• _REQUIRED TASK_: Pick out every line in the items below that contains the string "ferrule", and copy each of those lines.

-- Begin --

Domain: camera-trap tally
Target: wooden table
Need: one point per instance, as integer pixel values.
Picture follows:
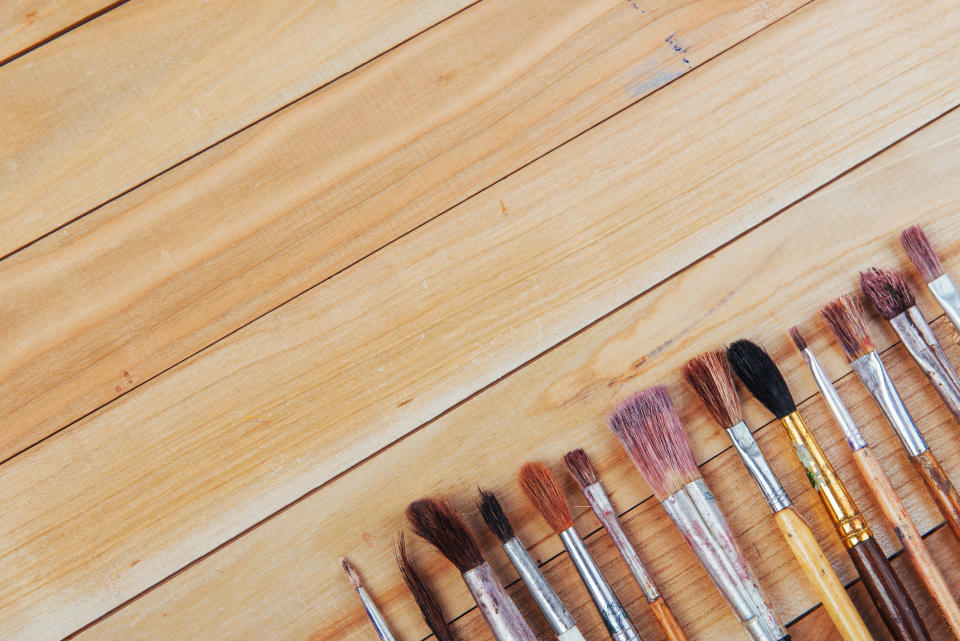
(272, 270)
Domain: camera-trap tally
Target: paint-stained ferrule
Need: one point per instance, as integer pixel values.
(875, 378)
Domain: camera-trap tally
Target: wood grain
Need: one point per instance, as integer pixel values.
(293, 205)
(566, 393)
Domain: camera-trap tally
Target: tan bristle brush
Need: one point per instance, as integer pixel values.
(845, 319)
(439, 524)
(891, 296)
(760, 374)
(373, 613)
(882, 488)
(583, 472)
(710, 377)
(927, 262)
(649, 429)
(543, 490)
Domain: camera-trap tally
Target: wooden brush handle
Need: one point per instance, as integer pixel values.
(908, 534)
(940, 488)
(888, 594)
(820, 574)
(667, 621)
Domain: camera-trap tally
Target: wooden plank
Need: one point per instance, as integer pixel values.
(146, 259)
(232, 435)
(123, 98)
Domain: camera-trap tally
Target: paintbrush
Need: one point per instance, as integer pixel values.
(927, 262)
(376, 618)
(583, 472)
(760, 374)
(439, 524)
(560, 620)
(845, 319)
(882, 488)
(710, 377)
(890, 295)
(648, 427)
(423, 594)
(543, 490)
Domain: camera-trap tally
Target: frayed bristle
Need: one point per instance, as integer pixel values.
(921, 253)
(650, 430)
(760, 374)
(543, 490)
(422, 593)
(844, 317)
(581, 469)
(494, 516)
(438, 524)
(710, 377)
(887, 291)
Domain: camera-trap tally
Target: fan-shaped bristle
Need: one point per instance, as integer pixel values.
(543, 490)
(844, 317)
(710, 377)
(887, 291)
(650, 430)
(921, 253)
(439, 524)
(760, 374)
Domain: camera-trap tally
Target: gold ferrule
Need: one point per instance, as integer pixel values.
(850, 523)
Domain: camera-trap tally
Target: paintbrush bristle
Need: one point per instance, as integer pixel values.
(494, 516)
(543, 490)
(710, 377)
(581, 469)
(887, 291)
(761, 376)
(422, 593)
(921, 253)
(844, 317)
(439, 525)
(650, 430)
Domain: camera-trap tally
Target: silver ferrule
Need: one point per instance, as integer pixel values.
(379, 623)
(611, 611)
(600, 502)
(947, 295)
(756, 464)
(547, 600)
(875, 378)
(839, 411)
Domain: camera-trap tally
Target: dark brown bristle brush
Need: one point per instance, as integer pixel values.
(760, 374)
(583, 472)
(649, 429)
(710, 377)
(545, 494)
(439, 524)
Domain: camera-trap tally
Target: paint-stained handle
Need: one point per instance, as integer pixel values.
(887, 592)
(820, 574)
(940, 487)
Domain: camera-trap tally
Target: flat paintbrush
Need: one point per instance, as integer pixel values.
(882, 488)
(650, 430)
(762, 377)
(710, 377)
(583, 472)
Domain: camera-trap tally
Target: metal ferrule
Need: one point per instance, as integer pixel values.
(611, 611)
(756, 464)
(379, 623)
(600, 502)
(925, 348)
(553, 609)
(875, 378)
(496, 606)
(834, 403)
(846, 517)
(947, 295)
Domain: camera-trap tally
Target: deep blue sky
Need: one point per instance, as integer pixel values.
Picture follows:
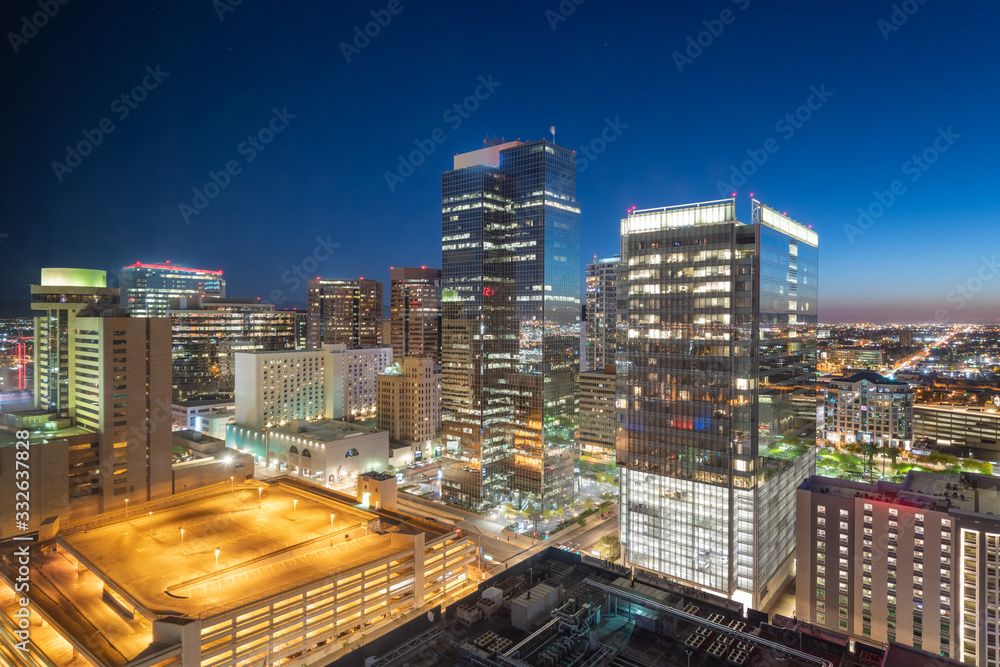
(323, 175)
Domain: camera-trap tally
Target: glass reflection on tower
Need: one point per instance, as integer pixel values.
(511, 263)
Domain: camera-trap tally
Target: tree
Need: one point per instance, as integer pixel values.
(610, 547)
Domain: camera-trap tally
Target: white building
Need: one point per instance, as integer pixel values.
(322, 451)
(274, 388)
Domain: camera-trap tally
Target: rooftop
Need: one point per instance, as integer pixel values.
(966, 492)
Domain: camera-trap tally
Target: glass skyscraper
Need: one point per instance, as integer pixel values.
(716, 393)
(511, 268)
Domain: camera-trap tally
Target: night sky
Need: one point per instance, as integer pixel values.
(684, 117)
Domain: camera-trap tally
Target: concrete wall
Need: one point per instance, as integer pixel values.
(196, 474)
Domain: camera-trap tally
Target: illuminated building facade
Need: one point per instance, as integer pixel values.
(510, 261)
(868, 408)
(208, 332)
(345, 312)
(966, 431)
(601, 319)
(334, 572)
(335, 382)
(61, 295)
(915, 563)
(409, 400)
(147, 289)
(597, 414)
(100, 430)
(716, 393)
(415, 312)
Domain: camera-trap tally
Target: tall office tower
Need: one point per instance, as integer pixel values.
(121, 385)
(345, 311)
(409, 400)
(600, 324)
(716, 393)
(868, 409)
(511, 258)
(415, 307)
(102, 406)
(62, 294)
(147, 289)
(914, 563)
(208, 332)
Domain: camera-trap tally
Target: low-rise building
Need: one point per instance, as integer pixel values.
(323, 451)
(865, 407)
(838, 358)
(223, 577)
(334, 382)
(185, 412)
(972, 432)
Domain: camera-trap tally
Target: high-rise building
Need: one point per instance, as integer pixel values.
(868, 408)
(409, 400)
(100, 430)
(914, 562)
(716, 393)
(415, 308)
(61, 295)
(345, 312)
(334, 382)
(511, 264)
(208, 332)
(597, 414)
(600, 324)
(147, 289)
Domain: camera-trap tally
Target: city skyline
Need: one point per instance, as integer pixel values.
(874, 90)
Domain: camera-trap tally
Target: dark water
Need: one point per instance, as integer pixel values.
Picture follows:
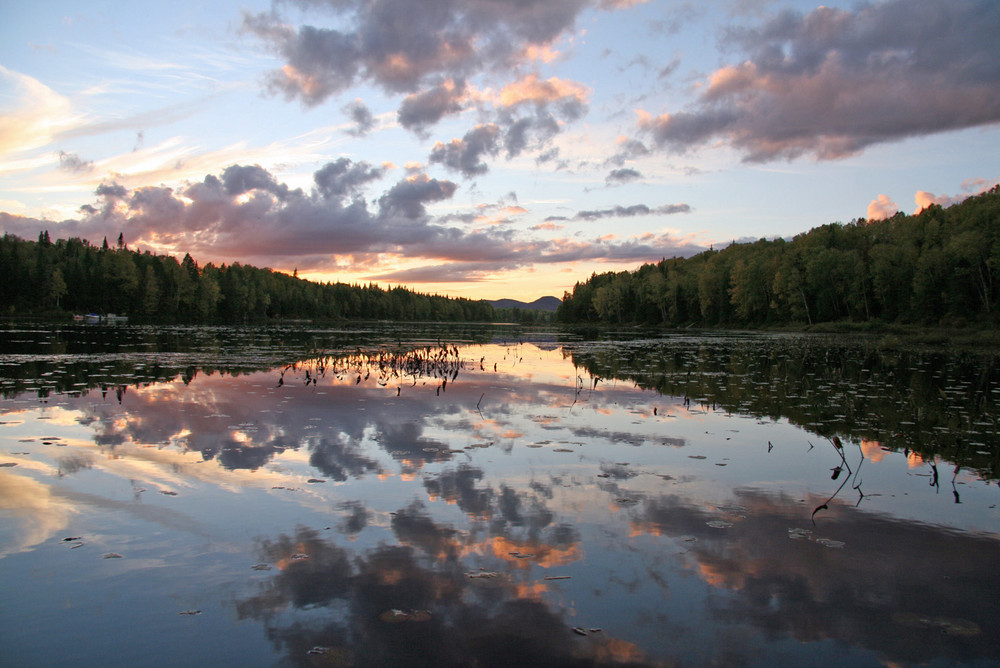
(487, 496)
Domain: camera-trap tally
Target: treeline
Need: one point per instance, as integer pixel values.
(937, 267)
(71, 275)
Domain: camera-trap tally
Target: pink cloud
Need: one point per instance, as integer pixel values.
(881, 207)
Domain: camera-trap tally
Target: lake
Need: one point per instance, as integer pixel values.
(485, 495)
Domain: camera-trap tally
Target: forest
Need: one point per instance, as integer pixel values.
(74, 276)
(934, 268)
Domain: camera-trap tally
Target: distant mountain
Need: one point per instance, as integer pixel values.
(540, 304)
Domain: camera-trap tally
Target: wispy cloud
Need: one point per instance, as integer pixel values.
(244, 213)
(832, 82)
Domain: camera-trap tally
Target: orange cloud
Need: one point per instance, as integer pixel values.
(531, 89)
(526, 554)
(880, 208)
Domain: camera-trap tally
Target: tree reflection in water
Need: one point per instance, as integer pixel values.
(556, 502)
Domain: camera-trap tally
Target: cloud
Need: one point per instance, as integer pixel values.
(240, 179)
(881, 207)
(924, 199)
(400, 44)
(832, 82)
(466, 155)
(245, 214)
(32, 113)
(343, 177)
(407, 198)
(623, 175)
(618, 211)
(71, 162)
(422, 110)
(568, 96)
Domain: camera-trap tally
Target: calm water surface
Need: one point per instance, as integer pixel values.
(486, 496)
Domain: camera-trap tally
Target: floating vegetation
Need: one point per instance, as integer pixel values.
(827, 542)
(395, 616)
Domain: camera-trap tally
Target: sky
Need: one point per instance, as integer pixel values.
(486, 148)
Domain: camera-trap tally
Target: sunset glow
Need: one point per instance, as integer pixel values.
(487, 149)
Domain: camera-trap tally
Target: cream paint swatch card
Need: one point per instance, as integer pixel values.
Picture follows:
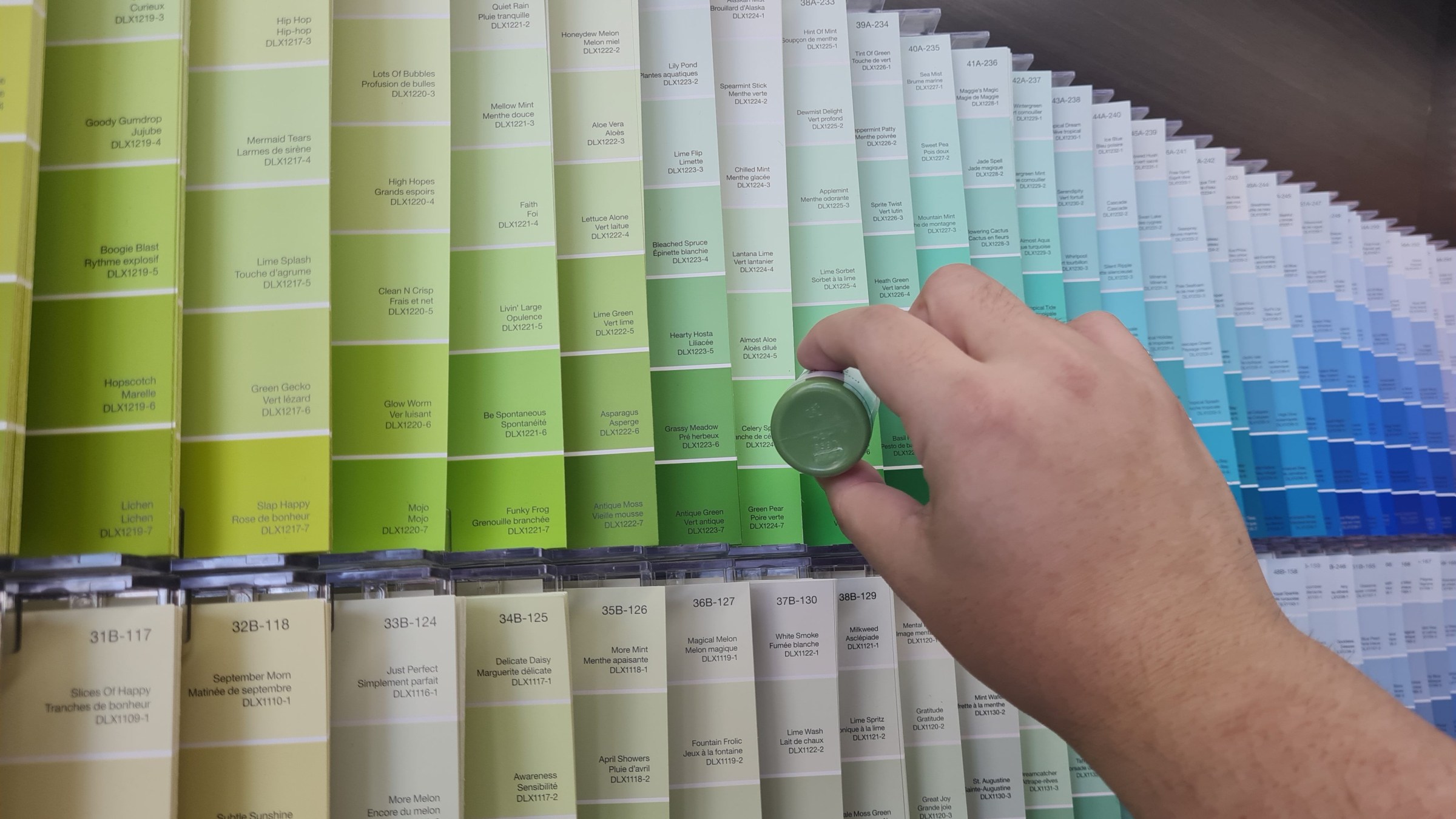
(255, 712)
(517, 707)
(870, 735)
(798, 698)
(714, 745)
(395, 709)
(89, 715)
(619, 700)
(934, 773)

-- End --

• _WORKED SOLUTION_:
Target: paint-stained ferrule
Target: gold ferrule
Target: silver ferrule
Target: metal ferrule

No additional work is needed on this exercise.